* **PAGE TEXT**
Segment Open

And here is a related reason why the MTA’s problems won’t be solved by just offering up a sacrificial lamb in the form of Franklin White. The lines of accountability and authority on MTA rail project contracts are diffused and convoluted. So much so that even the state Board of Registration for Professional Engineers and Land Surveyors could not determine whether one key MTA contract required state licensing. Finally, local transit officials simply agreed to agree and will no longer allow unlicensed engineers to make key decisions on the subway project. Brilliant move.

All of this, of course, comes at a time when the MTA is gearing up to use 125 tons of high explosives under the Hollywood Hills over the next several years (on an active earthquake fault) to continue the subway project.

The familiar promises about how smoothly everything will go won’t wash anymore. Not when it has been recently disclosed that faulty and “unrealistic” design work by MTA engineers was responsible for the sinking and subsequent collapse of the subway tunnel along Hollywood Boulevard.

Segment Closed

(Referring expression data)
Segment Open

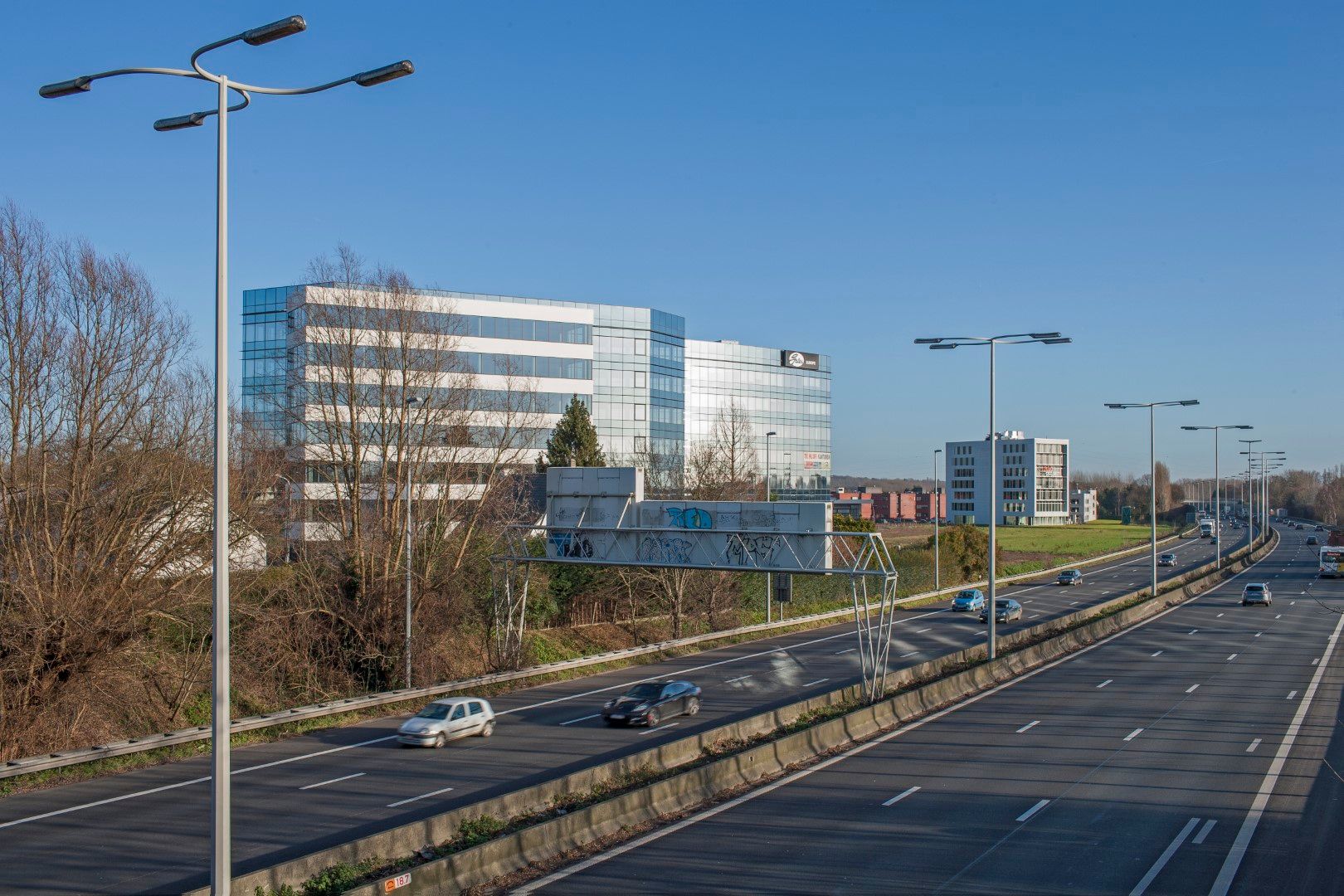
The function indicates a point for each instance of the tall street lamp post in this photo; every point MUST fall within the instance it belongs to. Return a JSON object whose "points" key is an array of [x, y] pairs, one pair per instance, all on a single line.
{"points": [[1152, 469], [992, 342], [221, 861], [1218, 511]]}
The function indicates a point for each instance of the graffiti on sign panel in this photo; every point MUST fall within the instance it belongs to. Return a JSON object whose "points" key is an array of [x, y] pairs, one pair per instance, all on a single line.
{"points": [[689, 519]]}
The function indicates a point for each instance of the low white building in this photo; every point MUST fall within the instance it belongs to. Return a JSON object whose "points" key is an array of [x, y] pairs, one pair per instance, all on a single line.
{"points": [[1031, 486], [1082, 505]]}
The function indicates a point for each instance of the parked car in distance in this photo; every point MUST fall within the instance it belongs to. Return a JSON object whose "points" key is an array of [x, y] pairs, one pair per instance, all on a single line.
{"points": [[448, 719], [1257, 592], [650, 703], [1006, 610], [968, 601]]}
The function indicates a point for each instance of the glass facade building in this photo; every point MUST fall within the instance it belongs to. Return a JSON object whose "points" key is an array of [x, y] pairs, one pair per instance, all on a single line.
{"points": [[650, 390]]}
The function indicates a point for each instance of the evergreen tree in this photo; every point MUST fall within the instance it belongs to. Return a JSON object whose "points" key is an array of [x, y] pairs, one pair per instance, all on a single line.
{"points": [[574, 441]]}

Segment Closed

* **TASK INSTRUCTIONS**
Pick up the commentary on the MTA subway project from its last sentence and keep going with another paragraph or two.

* **OUTPUT FOR THIS TASK**
* Franklin White: “Do I look worried?” That was the director’s cool response to the call for his ouster. We need to hear much more, such as a public acknowledgment from the MTA of the gravity of its own beleaguered situation.

The region also needs proof of something far more important: that the MTA understands that only a dramatic turnaround in accountability and oversight will produce a mass transportation system that can work for Los Angeles and its environs. To say that the next several months will seal the verdict is hardly an exaggeration.